» **SHORT PROBLEM 1**: From the forum thread on the fish identification, set down word for word the part that opens with the words containing "Thanks Jeff! Your" and closes with "the tufted adipose!".
» **SHORT PROBLEM 2**:
Answer these questions from the forum thread on the fish identification:
(a) What kind of fish does Brace say it is?
(b) What feature does bigman8258 say he cannot see?
(c) By what name does bigman8258 thank Grosse Gurke?
» **SHORT PROBLEM 3**: Continue the forum thread on the fish identification from the point where it stops.

SOURCE start

# Please help Frank!!



## bigman8258 (Aug 23, 2004)

Thanks for any help Hastatus!


----------



## Brace (Apr 19, 2004)

That's a piraya. 100%


----------



## Grosse Gurke (Jan 3, 2003)

Yup...piraya.


----------



## bigman8258 (Aug 23, 2004)

Grosse Gurke said:


> Yup...piraya.


Thanks Jeff! Your word is as good as Franks, my only reason for questioning is the coloration does not extend above the lateral line and I do not see the tufted adipose!


----------



## Grosse Gurke (Jan 3, 2003)

SOURCE end
RAW RECORDS start

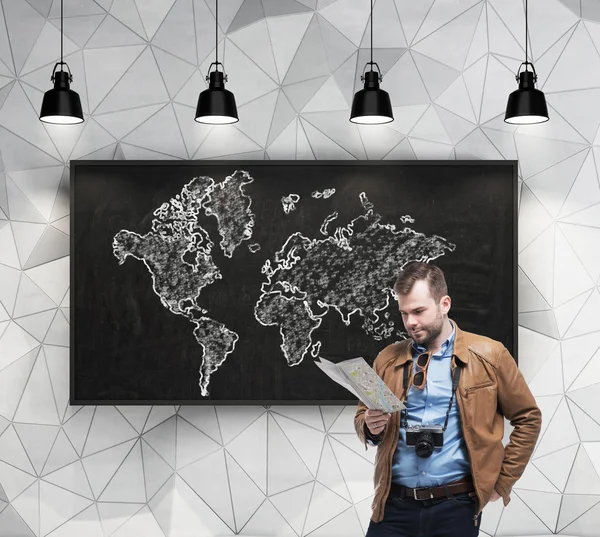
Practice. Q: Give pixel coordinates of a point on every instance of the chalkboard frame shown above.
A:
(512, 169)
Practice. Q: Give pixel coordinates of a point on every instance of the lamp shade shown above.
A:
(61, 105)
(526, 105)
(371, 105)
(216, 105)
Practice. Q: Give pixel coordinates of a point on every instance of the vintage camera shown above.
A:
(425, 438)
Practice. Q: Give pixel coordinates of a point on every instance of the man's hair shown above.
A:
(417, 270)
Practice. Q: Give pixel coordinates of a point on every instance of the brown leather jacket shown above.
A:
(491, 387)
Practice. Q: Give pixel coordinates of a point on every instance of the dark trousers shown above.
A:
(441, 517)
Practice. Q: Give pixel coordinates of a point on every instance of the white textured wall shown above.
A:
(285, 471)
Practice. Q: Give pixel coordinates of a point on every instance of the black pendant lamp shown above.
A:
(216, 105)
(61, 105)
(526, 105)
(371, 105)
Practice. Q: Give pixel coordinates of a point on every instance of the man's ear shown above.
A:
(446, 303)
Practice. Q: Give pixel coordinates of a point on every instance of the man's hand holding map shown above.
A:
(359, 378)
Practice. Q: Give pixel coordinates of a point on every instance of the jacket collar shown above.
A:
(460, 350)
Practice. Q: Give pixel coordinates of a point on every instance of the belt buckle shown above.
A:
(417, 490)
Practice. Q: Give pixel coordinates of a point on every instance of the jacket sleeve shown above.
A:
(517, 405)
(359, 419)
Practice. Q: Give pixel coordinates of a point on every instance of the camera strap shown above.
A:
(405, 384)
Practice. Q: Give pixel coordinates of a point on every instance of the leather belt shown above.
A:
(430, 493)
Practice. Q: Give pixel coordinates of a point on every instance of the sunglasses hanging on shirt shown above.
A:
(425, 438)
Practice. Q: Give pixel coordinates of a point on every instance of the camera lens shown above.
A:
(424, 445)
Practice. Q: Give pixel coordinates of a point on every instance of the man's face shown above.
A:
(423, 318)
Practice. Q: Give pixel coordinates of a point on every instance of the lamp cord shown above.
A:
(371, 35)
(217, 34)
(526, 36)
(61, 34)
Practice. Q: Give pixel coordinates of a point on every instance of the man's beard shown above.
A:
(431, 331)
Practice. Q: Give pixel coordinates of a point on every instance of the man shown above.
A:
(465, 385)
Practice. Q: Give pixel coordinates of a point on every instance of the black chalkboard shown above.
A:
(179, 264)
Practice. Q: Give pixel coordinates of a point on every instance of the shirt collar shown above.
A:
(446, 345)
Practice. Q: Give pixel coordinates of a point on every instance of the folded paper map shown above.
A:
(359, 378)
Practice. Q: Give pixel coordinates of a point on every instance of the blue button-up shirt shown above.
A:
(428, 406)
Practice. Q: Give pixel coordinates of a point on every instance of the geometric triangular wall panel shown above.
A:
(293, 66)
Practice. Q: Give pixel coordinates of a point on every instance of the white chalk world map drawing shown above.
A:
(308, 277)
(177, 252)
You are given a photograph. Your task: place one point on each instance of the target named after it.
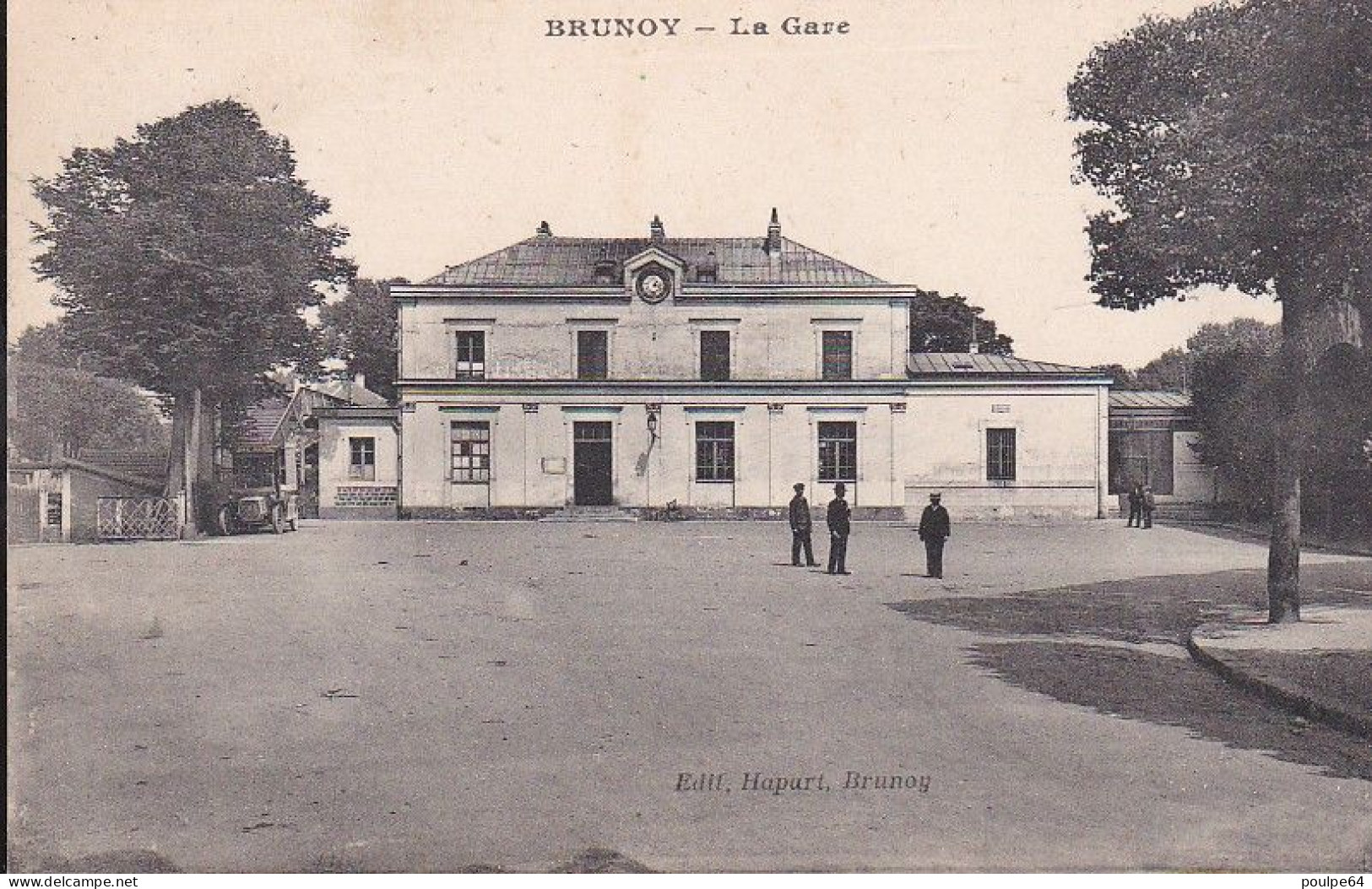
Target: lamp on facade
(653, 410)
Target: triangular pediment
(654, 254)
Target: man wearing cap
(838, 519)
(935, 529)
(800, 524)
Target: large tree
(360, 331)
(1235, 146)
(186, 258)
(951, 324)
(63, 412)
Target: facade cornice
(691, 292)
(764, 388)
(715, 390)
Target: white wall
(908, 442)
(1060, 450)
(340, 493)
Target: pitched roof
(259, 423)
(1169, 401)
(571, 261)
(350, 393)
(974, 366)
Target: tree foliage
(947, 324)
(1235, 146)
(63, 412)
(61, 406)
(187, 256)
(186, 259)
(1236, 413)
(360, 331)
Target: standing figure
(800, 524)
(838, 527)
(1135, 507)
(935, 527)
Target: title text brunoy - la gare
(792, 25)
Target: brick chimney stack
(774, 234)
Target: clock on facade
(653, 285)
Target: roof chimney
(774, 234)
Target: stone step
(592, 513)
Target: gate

RAW RECORDS end
RAW RECORDS start

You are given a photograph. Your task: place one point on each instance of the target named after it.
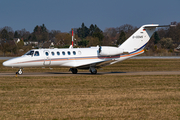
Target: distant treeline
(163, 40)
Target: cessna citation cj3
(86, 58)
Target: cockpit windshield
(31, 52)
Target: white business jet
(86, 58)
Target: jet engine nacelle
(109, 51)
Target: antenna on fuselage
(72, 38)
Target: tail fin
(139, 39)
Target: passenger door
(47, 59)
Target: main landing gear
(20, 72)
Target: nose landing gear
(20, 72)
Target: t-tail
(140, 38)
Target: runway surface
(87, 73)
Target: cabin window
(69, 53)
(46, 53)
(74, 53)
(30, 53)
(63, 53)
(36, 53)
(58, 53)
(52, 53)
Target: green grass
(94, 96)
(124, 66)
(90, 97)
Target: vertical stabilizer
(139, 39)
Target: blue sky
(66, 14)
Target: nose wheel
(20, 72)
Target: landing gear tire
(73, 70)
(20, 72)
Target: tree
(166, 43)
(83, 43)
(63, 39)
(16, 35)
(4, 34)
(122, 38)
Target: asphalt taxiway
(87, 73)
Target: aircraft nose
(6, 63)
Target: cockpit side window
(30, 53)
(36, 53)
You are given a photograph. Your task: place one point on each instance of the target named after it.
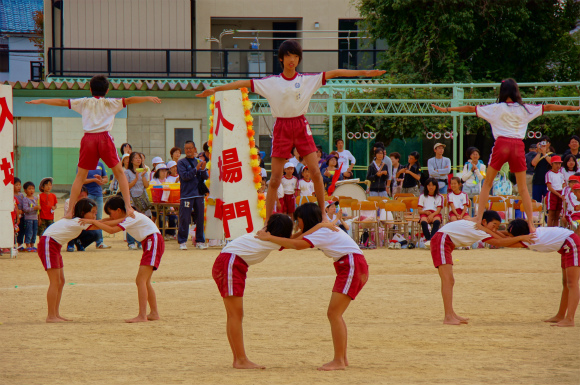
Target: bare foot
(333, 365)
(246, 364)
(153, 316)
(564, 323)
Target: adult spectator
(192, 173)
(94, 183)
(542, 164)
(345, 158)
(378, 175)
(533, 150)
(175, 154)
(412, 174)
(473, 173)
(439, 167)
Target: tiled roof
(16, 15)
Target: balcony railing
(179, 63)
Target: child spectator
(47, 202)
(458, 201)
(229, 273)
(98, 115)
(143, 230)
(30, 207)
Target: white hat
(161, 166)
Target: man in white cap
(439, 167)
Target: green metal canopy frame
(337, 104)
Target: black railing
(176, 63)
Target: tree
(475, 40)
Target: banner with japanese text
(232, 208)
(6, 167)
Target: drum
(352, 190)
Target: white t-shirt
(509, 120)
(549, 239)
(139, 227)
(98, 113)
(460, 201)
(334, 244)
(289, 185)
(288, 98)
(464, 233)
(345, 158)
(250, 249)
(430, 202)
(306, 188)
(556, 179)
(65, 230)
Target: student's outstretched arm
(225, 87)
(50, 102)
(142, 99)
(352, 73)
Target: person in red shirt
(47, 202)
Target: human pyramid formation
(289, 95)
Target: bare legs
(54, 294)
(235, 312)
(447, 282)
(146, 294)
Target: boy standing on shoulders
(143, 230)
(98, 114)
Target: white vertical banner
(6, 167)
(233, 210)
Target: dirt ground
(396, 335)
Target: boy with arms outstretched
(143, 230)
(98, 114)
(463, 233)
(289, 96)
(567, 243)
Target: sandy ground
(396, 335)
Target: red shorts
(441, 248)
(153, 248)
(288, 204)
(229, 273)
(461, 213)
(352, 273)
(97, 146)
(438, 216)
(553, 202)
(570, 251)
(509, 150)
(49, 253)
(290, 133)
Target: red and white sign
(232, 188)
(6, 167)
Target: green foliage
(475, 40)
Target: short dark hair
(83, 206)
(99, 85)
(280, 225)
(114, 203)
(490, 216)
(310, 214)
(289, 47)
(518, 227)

RAW RECORDS end

» **EXPECTED ANSWER 1**:
Thanks Jeff! Your word is as good as Franks, my only reason for questioning is the coloration does not extend above the lateral line and I do not see the tufted adipose!

» **EXPECTED ANSWER 2**:
(a) A piraya.
(b) The tufted adipose.
(c) Jeff.

» **EXPECTED ANSWER 3**:
When these fish are dark...it is harder to see the "flames"....but if you look close you will see some color stripes that run past the lateral line. You can see the clear eye in the picture from a distance. The picture where you can see the adipose fin is too far away to see if it is rayed. That feature of these fish has always been difficult for me to see unless in person....and even then it can be hard to spot.


----------



## Trigga (Jul 1, 2006)

Told ya dude


----------



## bigman8258 (Aug 23, 2004)

Trigga said:


> Told ya dude


LOL smart ass! Thnx Trig!


----------



## PYRO ZOOTS (Aug 23, 2008)

nice looking fish!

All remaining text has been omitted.